OBJECTIVE 1.
In the forum reply below, what sets the number of jobs that can run at one time?
**** PAGE EXTRACT
Answer is No , qsub does not know or have the blueprint of the existing status of the cluster, it is only a job submission client. The blueprint of the system is maintained by the server and using this blueprint scheduler decides where to schedule the job based on the scheduling policy/limits/sorting etc.

It seems, you want to have a automatic counter active measure (gaming the system) to submit jobs keeping in mind the policy set by your administrator of killing jobs if user jobs threshold is above 20%.
It is almost like writing a scheduler for a scheduler .

You can submit as many jobs as you like (via qsub) , number of jobs that would be running at a time would be equal to the value set in ‘max_run’ , if it is set to 3, only 3 jobs can run, no matter you have 1000’s of jobs in the queue ( even if the resources are available for them to run, due to max_run limit , only 3 or X jobs will be running)

qsub submits the job(s) , job(s) will be accepted by the server , they will be assigned a job id , but based on the limits, they will be put in the queue until they are eligible to run based on the limits set by the administrator.

qsub is a job submission client, it submits the job and would not wait for anything .

You can write a wrapper script (as you have it now) , which takes all the inputs from the user , creates a script, check whether you are below 20% threshold, if you are then submits the job, otherwise it will in a loop and check the eligibility.

I hope this helps
********
**** RECORDED INFORMATION
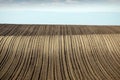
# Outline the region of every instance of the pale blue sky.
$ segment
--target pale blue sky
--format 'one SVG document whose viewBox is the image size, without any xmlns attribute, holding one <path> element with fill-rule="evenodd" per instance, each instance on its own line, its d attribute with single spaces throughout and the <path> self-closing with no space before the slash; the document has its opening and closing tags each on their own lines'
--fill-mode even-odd
<svg viewBox="0 0 120 80">
<path fill-rule="evenodd" d="M 58 0 L 58 3 L 50 4 L 42 4 L 38 0 L 18 0 L 18 3 L 16 3 L 17 0 L 0 1 L 1 24 L 120 25 L 119 0 L 117 3 L 115 2 L 117 0 L 111 0 L 113 3 L 76 3 L 72 2 L 73 0 L 66 0 L 69 4 L 59 3 L 62 0 Z M 5 1 L 11 3 L 6 3 Z M 29 3 L 32 1 L 37 1 L 38 3 Z M 57 0 L 43 1 L 54 2 Z M 63 0 L 63 2 L 65 1 Z"/>
</svg>

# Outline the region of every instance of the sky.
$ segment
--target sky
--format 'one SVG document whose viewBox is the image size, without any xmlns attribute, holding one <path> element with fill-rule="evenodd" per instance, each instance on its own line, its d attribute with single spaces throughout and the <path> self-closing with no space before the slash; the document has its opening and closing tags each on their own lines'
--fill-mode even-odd
<svg viewBox="0 0 120 80">
<path fill-rule="evenodd" d="M 0 0 L 0 23 L 120 25 L 120 0 Z"/>
</svg>

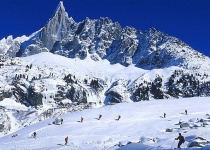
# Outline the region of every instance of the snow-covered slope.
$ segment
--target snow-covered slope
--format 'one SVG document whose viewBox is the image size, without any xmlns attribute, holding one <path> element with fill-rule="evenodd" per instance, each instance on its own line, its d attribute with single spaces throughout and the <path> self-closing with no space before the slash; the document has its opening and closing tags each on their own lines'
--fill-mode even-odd
<svg viewBox="0 0 210 150">
<path fill-rule="evenodd" d="M 177 146 L 178 141 L 174 141 L 174 138 L 178 133 L 182 133 L 186 140 L 181 145 L 183 149 L 192 141 L 208 145 L 209 142 L 206 142 L 210 140 L 208 103 L 209 98 L 186 98 L 121 103 L 68 113 L 59 116 L 64 119 L 62 125 L 52 124 L 55 118 L 47 119 L 0 138 L 0 149 L 114 150 L 130 141 L 133 144 L 122 149 L 127 147 L 130 150 L 129 147 L 133 147 L 146 150 L 150 146 L 150 150 L 170 150 Z M 184 114 L 185 110 L 188 111 L 188 115 Z M 166 118 L 162 118 L 164 112 Z M 102 115 L 100 120 L 97 119 L 99 114 Z M 121 118 L 116 121 L 118 115 L 121 115 Z M 79 122 L 80 117 L 84 118 L 83 123 Z M 202 126 L 202 120 L 205 126 Z M 179 122 L 188 123 L 190 127 L 180 128 Z M 167 129 L 171 131 L 166 132 Z M 31 137 L 33 132 L 37 132 L 36 139 Z M 69 143 L 64 146 L 66 136 L 69 137 Z M 138 142 L 141 144 L 137 144 Z"/>
<path fill-rule="evenodd" d="M 0 136 L 67 112 L 207 97 L 209 69 L 175 37 L 109 18 L 76 23 L 61 1 L 40 30 L 0 41 Z"/>
</svg>

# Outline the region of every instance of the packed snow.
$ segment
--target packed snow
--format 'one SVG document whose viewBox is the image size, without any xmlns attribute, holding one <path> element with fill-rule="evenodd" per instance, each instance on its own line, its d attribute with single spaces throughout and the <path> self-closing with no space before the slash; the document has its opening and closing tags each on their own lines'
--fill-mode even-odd
<svg viewBox="0 0 210 150">
<path fill-rule="evenodd" d="M 61 125 L 53 124 L 55 118 L 51 118 L 2 137 L 0 149 L 111 150 L 132 142 L 121 149 L 169 150 L 177 147 L 178 141 L 174 138 L 178 133 L 185 137 L 186 142 L 181 145 L 184 149 L 196 137 L 210 139 L 208 103 L 208 97 L 154 100 L 67 113 L 59 116 L 64 120 Z M 164 112 L 166 118 L 163 118 Z M 102 117 L 98 120 L 100 114 Z M 121 118 L 116 121 L 119 115 Z M 84 118 L 83 122 L 80 117 Z M 205 120 L 205 126 L 201 119 Z M 189 127 L 180 128 L 179 122 L 186 122 Z M 172 131 L 166 132 L 167 129 Z M 33 132 L 37 133 L 36 139 L 31 137 Z M 66 136 L 69 138 L 67 146 L 64 145 Z"/>
</svg>

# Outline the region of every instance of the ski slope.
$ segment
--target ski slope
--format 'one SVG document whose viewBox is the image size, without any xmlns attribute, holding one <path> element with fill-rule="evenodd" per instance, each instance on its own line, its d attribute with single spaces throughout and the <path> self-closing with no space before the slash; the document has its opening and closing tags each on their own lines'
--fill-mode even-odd
<svg viewBox="0 0 210 150">
<path fill-rule="evenodd" d="M 185 110 L 188 110 L 188 115 L 184 115 Z M 166 118 L 162 117 L 164 112 Z M 97 119 L 99 114 L 102 115 L 100 120 Z M 178 141 L 174 138 L 178 133 L 182 133 L 186 140 L 197 136 L 210 139 L 210 125 L 202 127 L 200 122 L 192 121 L 198 118 L 206 119 L 208 123 L 208 114 L 208 97 L 120 103 L 61 115 L 60 118 L 64 119 L 62 125 L 52 124 L 55 118 L 40 121 L 0 138 L 0 150 L 113 150 L 118 148 L 115 145 L 126 141 L 134 144 L 121 149 L 169 150 L 177 146 Z M 121 119 L 116 121 L 118 115 Z M 80 117 L 84 118 L 83 123 L 79 122 Z M 175 125 L 180 119 L 192 128 Z M 198 127 L 193 127 L 195 124 Z M 169 128 L 173 131 L 165 132 Z M 31 137 L 34 131 L 37 132 L 36 139 Z M 18 136 L 12 137 L 15 134 Z M 66 136 L 69 143 L 64 146 Z M 137 144 L 139 141 L 143 145 Z M 188 141 L 181 147 L 186 148 Z"/>
</svg>

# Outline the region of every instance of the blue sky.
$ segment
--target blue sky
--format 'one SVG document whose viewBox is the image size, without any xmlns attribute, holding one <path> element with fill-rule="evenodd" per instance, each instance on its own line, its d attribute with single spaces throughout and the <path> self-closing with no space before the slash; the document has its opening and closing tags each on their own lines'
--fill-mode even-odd
<svg viewBox="0 0 210 150">
<path fill-rule="evenodd" d="M 76 22 L 109 17 L 122 27 L 151 27 L 210 56 L 210 0 L 63 0 Z M 0 0 L 0 39 L 43 27 L 59 0 Z"/>
</svg>

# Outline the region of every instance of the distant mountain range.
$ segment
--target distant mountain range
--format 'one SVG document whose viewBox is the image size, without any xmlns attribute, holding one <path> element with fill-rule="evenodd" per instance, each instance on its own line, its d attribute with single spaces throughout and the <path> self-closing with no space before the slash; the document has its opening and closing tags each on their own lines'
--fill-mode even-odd
<svg viewBox="0 0 210 150">
<path fill-rule="evenodd" d="M 55 109 L 210 96 L 209 69 L 209 57 L 175 37 L 122 28 L 109 18 L 77 23 L 61 1 L 39 31 L 0 40 L 0 106 L 9 99 L 32 107 L 34 120 L 13 116 L 21 126 L 56 116 Z M 4 132 L 14 128 L 0 124 Z"/>
</svg>

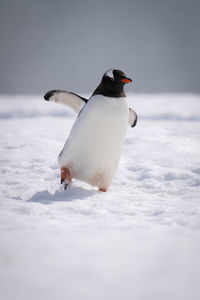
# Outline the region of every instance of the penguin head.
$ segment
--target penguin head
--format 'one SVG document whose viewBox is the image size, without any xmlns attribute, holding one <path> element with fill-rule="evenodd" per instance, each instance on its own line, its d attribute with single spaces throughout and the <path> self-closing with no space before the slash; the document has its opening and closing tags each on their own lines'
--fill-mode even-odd
<svg viewBox="0 0 200 300">
<path fill-rule="evenodd" d="M 93 95 L 102 94 L 108 97 L 126 97 L 124 85 L 132 82 L 121 70 L 110 69 L 104 73 L 101 83 L 94 91 Z"/>
<path fill-rule="evenodd" d="M 110 69 L 103 75 L 102 81 L 104 85 L 118 87 L 132 82 L 132 79 L 127 78 L 121 70 Z"/>
</svg>

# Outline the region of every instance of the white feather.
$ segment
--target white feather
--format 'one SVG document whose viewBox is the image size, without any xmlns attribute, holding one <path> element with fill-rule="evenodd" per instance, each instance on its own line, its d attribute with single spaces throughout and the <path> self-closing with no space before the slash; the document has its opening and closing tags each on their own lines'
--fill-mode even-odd
<svg viewBox="0 0 200 300">
<path fill-rule="evenodd" d="M 128 112 L 125 98 L 93 96 L 72 127 L 60 166 L 74 178 L 107 189 L 119 162 Z"/>
</svg>

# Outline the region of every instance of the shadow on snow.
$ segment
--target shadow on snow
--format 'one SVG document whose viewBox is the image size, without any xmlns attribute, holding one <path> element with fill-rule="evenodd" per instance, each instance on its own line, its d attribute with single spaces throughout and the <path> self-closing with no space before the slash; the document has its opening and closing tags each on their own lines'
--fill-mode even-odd
<svg viewBox="0 0 200 300">
<path fill-rule="evenodd" d="M 70 202 L 75 200 L 83 200 L 89 196 L 96 194 L 95 190 L 86 190 L 82 187 L 70 187 L 67 190 L 58 190 L 54 194 L 48 190 L 36 192 L 27 202 L 38 202 L 42 204 L 52 204 L 54 202 Z"/>
</svg>

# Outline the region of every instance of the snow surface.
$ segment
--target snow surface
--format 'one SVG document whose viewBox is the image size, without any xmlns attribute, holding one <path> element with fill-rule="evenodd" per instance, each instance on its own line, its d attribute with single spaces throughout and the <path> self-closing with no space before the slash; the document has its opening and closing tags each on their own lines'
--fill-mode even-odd
<svg viewBox="0 0 200 300">
<path fill-rule="evenodd" d="M 0 97 L 0 299 L 200 299 L 200 97 L 129 95 L 109 192 L 63 191 L 75 114 Z"/>
</svg>

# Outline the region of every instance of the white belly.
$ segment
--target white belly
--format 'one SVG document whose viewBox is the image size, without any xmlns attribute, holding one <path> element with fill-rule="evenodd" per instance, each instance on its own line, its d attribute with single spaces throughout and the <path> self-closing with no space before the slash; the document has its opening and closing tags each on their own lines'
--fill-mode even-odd
<svg viewBox="0 0 200 300">
<path fill-rule="evenodd" d="M 128 124 L 125 98 L 92 97 L 74 123 L 58 158 L 72 177 L 108 188 L 117 169 Z"/>
</svg>

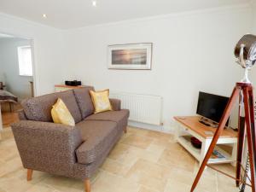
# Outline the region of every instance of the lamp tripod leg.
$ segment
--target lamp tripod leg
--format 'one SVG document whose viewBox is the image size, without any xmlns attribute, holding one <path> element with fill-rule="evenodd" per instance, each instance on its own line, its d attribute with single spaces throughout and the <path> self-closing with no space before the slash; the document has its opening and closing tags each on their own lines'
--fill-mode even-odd
<svg viewBox="0 0 256 192">
<path fill-rule="evenodd" d="M 244 119 L 241 119 L 239 116 L 239 122 L 238 122 L 238 142 L 237 142 L 237 157 L 236 157 L 236 187 L 239 186 L 240 182 L 240 176 L 241 176 L 241 160 L 243 155 L 243 148 L 244 148 L 244 141 L 245 141 L 245 121 Z"/>
<path fill-rule="evenodd" d="M 255 145 L 255 137 L 253 136 L 253 132 L 252 129 L 251 124 L 251 105 L 249 104 L 249 100 L 251 100 L 251 94 L 249 95 L 248 88 L 243 90 L 244 96 L 244 108 L 245 108 L 245 120 L 246 120 L 246 127 L 247 127 L 247 144 L 248 144 L 248 152 L 249 152 L 249 161 L 250 161 L 250 172 L 251 172 L 251 182 L 252 182 L 252 191 L 255 192 L 255 152 L 253 151 L 253 148 Z"/>
<path fill-rule="evenodd" d="M 241 87 L 238 87 L 238 86 L 236 86 L 235 89 L 233 90 L 231 97 L 230 97 L 230 99 L 229 101 L 229 103 L 228 103 L 228 105 L 227 105 L 227 107 L 224 110 L 224 115 L 221 118 L 218 127 L 216 130 L 216 132 L 213 136 L 212 141 L 211 145 L 208 148 L 208 151 L 207 151 L 207 153 L 205 156 L 205 159 L 203 160 L 203 162 L 202 162 L 202 164 L 201 164 L 201 167 L 198 171 L 196 177 L 195 177 L 195 179 L 193 183 L 193 185 L 191 187 L 190 192 L 193 192 L 195 190 L 195 187 L 196 187 L 196 185 L 199 182 L 199 179 L 200 179 L 200 177 L 201 177 L 201 175 L 203 173 L 203 171 L 204 171 L 204 169 L 205 169 L 205 167 L 206 167 L 206 166 L 207 166 L 207 162 L 208 162 L 208 160 L 209 160 L 209 159 L 210 159 L 210 157 L 212 154 L 212 151 L 213 151 L 214 147 L 215 147 L 215 145 L 218 142 L 218 139 L 220 134 L 224 131 L 225 124 L 226 124 L 226 122 L 227 122 L 227 120 L 230 117 L 230 114 L 231 113 L 232 107 L 234 106 L 234 103 L 236 101 L 236 98 L 237 98 L 240 91 L 241 91 Z"/>
</svg>

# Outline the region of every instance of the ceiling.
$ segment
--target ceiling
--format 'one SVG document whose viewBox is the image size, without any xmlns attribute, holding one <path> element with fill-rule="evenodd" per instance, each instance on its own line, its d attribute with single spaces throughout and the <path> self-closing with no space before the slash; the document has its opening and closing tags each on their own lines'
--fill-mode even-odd
<svg viewBox="0 0 256 192">
<path fill-rule="evenodd" d="M 0 38 L 15 38 L 12 35 L 7 35 L 7 34 L 3 34 L 3 33 L 0 33 Z"/>
<path fill-rule="evenodd" d="M 0 12 L 61 29 L 71 29 L 250 0 L 0 0 Z M 42 17 L 46 14 L 47 18 Z"/>
</svg>

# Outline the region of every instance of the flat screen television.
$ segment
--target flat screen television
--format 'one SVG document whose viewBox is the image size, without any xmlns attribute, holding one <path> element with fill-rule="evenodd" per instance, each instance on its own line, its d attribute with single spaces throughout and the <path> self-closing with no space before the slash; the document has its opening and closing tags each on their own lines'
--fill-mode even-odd
<svg viewBox="0 0 256 192">
<path fill-rule="evenodd" d="M 199 92 L 196 113 L 219 123 L 228 104 L 229 97 Z M 229 120 L 226 124 L 228 125 Z"/>
</svg>

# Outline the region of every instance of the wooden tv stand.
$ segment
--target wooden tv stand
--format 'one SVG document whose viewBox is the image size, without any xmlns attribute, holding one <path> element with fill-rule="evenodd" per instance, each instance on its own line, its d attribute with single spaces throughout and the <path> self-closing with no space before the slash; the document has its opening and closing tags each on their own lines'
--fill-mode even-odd
<svg viewBox="0 0 256 192">
<path fill-rule="evenodd" d="M 200 119 L 201 117 L 199 116 L 174 117 L 174 119 L 177 122 L 175 133 L 177 142 L 199 160 L 201 165 L 211 144 L 216 128 L 207 126 L 200 123 Z M 196 137 L 202 143 L 201 149 L 195 148 L 191 144 L 191 137 Z M 219 144 L 230 145 L 232 147 L 231 153 L 224 151 L 222 148 L 218 146 Z M 215 147 L 215 149 L 224 154 L 225 158 L 212 158 L 209 160 L 208 163 L 234 163 L 236 160 L 236 148 L 237 132 L 231 129 L 225 129 L 221 134 L 218 140 L 217 146 Z"/>
</svg>

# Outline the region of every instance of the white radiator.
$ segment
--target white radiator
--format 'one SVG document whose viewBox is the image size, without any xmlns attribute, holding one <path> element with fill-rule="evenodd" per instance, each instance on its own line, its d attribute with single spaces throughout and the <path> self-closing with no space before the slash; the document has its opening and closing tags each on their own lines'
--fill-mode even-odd
<svg viewBox="0 0 256 192">
<path fill-rule="evenodd" d="M 121 100 L 122 108 L 130 110 L 130 120 L 156 125 L 162 123 L 161 96 L 111 92 L 110 98 Z"/>
</svg>

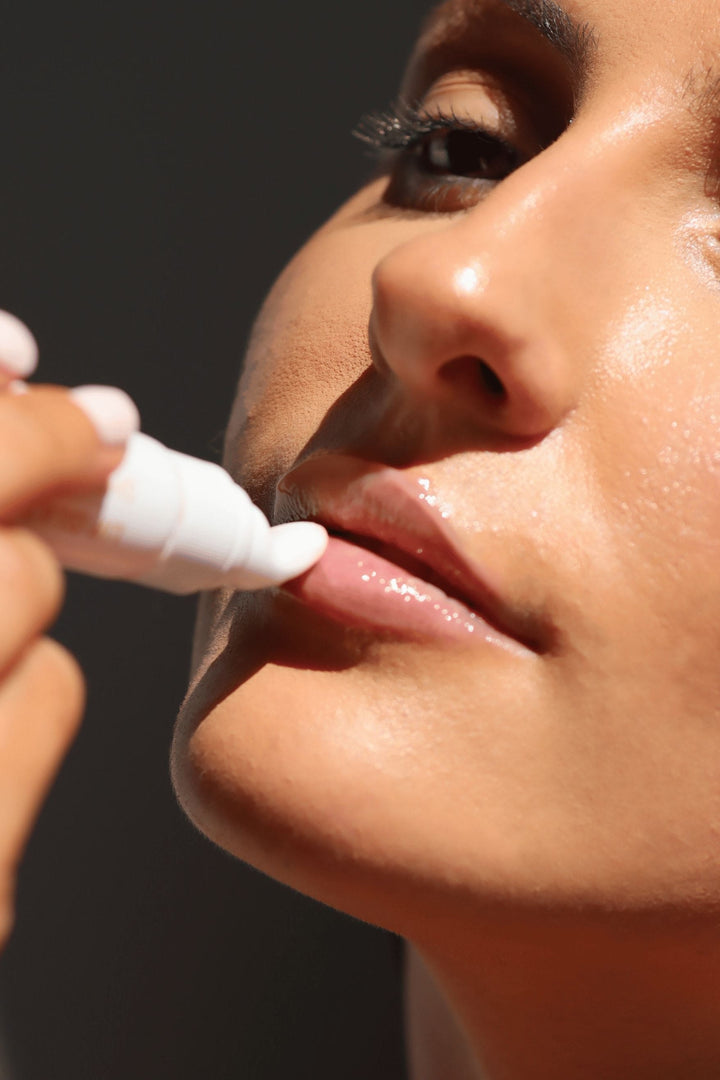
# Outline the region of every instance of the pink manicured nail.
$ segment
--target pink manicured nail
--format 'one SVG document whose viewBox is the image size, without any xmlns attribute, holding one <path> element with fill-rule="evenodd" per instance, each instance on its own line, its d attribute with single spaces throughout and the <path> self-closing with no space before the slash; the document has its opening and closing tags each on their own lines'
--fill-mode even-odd
<svg viewBox="0 0 720 1080">
<path fill-rule="evenodd" d="M 132 397 L 118 387 L 76 387 L 70 396 L 95 426 L 106 446 L 121 446 L 140 427 Z"/>
<path fill-rule="evenodd" d="M 0 373 L 27 378 L 37 366 L 38 342 L 25 323 L 9 311 L 0 311 Z"/>
</svg>

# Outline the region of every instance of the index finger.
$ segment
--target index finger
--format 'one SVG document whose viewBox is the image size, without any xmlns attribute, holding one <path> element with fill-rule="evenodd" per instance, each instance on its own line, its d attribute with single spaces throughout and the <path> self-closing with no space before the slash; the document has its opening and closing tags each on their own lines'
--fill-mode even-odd
<svg viewBox="0 0 720 1080">
<path fill-rule="evenodd" d="M 12 518 L 41 497 L 100 486 L 138 423 L 132 400 L 114 387 L 0 394 L 0 517 Z"/>
</svg>

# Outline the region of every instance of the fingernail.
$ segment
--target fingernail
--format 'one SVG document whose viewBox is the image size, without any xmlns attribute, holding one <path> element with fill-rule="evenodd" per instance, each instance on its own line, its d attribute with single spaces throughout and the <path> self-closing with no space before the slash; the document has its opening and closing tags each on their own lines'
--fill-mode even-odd
<svg viewBox="0 0 720 1080">
<path fill-rule="evenodd" d="M 0 370 L 27 378 L 38 366 L 38 342 L 25 323 L 0 311 Z"/>
<path fill-rule="evenodd" d="M 106 446 L 121 446 L 139 430 L 140 415 L 135 402 L 118 387 L 76 387 L 70 396 Z"/>
</svg>

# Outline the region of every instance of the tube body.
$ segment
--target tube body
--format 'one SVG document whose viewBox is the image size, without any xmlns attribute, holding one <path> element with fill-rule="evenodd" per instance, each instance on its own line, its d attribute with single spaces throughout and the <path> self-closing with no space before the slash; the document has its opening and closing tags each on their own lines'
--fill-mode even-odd
<svg viewBox="0 0 720 1080">
<path fill-rule="evenodd" d="M 23 524 L 67 569 L 172 593 L 281 584 L 317 562 L 327 542 L 310 522 L 271 527 L 220 465 L 140 432 L 104 491 L 56 499 Z"/>
</svg>

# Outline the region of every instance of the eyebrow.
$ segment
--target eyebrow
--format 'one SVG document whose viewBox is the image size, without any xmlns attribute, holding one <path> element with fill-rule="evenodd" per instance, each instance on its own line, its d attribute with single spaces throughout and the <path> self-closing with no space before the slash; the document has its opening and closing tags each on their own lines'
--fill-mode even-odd
<svg viewBox="0 0 720 1080">
<path fill-rule="evenodd" d="M 589 23 L 576 22 L 556 0 L 495 0 L 540 30 L 543 38 L 568 59 L 575 73 L 587 75 L 598 49 L 598 36 Z"/>
</svg>

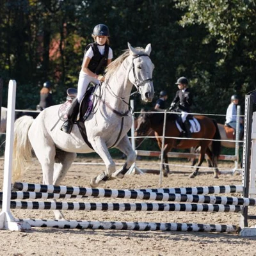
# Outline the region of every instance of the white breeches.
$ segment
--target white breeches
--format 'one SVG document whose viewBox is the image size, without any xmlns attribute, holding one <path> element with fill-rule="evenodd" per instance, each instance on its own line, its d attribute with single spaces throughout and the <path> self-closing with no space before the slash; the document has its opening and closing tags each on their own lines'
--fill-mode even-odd
<svg viewBox="0 0 256 256">
<path fill-rule="evenodd" d="M 77 84 L 77 101 L 79 103 L 82 100 L 82 99 L 86 92 L 87 87 L 90 82 L 96 84 L 100 83 L 100 81 L 96 78 L 90 76 L 84 72 L 81 71 Z"/>
<path fill-rule="evenodd" d="M 183 123 L 186 121 L 186 118 L 187 118 L 188 115 L 188 112 L 181 111 L 181 119 Z"/>
</svg>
********
OBJECTIVE 2.
In the entries above, copy the lines verbatim from the line containing "# Outline the region of every instance of the lamp" up to and including the line containing "255 145 L 255".

PROBLEM SOLUTION 1.
The value set in 'max_run'.

PROBLEM SOLUTION 2.
# Outline the region of every instance of the lamp tripod leg.
$ segment
--target lamp tripod leg
--format 'one SVG document whose viewBox is the image size, without any xmlns attribute, holding one <path> element with fill-rule="evenodd" per instance, each instance on its own line, its d attribute with single spaces throughout and the <path> self-closing with no space before the slash; the document has its opening and closing tags each on their own lines'
--fill-mode even-odd
<svg viewBox="0 0 256 192">
<path fill-rule="evenodd" d="M 244 119 L 241 119 L 239 116 L 239 122 L 238 122 L 238 142 L 237 142 L 237 157 L 236 157 L 236 187 L 239 186 L 240 182 L 240 176 L 241 176 L 241 160 L 243 155 L 243 148 L 244 148 L 244 141 L 245 141 L 245 121 Z"/>
<path fill-rule="evenodd" d="M 255 145 L 255 137 L 253 136 L 253 132 L 252 129 L 251 124 L 251 105 L 249 104 L 249 100 L 251 100 L 251 94 L 249 95 L 248 88 L 243 90 L 244 96 L 244 108 L 245 108 L 245 120 L 246 120 L 246 127 L 247 127 L 247 144 L 248 144 L 248 152 L 249 152 L 249 161 L 250 161 L 250 172 L 251 172 L 251 182 L 252 182 L 252 191 L 255 192 L 255 152 L 253 151 L 253 148 Z"/>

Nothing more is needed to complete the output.